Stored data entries
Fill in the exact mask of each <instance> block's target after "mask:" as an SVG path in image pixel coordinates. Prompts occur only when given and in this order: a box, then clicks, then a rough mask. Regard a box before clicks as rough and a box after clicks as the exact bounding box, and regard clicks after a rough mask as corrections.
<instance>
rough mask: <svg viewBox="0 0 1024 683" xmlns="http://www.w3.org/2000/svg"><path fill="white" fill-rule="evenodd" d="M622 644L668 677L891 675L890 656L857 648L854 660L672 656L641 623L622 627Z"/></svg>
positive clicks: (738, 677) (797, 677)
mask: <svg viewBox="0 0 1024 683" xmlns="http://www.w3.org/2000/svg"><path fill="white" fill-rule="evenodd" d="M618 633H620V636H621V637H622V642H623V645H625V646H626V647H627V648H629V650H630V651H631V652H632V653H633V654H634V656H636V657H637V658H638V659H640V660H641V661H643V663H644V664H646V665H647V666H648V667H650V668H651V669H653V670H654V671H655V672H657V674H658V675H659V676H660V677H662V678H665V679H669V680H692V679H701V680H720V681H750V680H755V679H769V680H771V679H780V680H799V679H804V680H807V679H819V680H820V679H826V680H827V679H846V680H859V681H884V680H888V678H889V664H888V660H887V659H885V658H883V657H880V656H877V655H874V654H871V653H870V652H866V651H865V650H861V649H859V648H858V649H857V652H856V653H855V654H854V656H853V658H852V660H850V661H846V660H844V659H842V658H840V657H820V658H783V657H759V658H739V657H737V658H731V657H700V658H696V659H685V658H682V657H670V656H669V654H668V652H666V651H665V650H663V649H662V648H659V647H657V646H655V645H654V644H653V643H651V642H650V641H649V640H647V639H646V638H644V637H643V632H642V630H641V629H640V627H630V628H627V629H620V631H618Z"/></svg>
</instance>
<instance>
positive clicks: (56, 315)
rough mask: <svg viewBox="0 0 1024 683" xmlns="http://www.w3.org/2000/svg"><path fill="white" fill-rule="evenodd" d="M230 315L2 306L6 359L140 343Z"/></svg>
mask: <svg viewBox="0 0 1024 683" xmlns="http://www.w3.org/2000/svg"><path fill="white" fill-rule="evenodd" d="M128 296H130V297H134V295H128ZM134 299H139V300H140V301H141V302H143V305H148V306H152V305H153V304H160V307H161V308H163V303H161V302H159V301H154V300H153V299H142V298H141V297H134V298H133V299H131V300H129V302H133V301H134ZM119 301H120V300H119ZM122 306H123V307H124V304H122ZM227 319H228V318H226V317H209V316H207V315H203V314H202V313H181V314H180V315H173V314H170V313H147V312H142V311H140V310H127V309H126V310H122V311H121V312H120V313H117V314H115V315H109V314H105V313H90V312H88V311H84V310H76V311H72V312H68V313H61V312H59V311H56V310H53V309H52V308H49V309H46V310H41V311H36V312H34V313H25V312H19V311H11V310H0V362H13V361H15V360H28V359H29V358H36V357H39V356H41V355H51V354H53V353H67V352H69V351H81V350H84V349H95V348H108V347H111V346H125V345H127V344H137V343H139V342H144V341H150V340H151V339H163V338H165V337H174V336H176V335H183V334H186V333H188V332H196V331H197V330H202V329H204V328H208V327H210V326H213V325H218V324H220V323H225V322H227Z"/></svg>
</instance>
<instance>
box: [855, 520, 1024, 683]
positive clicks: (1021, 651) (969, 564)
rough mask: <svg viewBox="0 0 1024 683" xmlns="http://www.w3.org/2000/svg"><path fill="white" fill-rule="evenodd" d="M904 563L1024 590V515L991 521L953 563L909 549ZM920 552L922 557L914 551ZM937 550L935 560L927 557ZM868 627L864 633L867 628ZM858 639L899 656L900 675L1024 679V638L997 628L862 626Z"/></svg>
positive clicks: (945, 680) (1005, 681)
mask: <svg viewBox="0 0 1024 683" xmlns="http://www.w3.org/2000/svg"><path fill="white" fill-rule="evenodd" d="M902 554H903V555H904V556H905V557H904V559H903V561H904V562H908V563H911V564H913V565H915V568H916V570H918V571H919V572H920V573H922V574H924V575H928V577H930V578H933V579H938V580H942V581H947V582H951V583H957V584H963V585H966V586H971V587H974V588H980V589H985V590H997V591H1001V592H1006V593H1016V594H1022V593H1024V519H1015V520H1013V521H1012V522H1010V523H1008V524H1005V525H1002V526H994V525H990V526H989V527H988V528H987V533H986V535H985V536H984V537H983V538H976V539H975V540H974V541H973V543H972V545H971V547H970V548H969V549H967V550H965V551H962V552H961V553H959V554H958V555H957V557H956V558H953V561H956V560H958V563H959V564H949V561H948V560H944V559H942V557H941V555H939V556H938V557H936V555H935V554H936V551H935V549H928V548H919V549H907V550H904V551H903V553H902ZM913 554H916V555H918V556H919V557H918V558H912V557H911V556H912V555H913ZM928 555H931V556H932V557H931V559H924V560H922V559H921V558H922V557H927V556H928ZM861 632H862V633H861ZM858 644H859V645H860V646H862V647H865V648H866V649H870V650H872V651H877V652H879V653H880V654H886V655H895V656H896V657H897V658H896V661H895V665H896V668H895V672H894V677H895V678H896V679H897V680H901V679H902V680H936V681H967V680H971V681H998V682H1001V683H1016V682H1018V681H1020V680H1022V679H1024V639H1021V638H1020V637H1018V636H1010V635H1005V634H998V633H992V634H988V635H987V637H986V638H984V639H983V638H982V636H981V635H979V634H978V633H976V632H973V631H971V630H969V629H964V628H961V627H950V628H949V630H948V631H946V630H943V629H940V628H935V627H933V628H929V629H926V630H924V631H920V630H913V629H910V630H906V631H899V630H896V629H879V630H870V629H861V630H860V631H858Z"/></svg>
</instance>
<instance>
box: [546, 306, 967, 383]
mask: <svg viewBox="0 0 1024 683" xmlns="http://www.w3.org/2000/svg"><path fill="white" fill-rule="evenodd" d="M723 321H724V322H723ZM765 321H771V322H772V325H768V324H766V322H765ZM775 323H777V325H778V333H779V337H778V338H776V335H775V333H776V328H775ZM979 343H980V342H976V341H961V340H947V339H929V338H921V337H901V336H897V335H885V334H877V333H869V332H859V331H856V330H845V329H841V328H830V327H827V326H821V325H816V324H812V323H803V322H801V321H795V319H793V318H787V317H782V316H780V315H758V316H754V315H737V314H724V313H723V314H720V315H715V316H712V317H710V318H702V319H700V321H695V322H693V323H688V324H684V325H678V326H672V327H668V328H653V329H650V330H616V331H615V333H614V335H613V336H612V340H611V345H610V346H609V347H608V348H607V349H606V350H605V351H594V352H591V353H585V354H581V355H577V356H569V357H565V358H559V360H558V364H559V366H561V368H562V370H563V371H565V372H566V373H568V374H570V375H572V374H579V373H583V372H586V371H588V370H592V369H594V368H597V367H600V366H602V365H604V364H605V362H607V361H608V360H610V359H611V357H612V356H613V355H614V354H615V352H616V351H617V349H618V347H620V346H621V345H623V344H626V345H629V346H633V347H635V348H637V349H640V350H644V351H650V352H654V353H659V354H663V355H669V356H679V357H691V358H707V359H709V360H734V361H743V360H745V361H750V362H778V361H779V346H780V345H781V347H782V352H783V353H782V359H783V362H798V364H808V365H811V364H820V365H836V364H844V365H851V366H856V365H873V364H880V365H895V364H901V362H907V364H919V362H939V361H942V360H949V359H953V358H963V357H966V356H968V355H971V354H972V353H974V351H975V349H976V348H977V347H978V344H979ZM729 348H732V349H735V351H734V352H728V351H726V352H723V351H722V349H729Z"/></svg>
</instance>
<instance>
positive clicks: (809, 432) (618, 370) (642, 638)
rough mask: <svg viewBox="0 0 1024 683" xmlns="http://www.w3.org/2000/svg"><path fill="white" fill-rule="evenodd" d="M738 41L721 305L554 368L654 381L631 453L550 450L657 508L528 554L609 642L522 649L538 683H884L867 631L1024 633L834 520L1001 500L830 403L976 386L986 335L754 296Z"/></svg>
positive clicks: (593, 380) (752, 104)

▸ **WHAT IS EXPECTED**: Quote exactly the stretch of lines above that starts at the first one and ends at the line with "644L668 677L891 675L890", and nothing beyond it.

▸ **REPLY**:
Fill in the exact mask of each <instance> block's target after "mask:" as an SVG path in image pixel coordinates. Prompts occur only when given and in this order: a box, then clicks, then a rough mask. Regard a box before clicks as rough and a box after clicks as the exact bounding box, and regard clicks after a rough mask as corrections.
<instance>
rough mask: <svg viewBox="0 0 1024 683" xmlns="http://www.w3.org/2000/svg"><path fill="white" fill-rule="evenodd" d="M622 644L668 677L891 675L890 656L857 648L854 660L672 656L641 623L622 627Z"/></svg>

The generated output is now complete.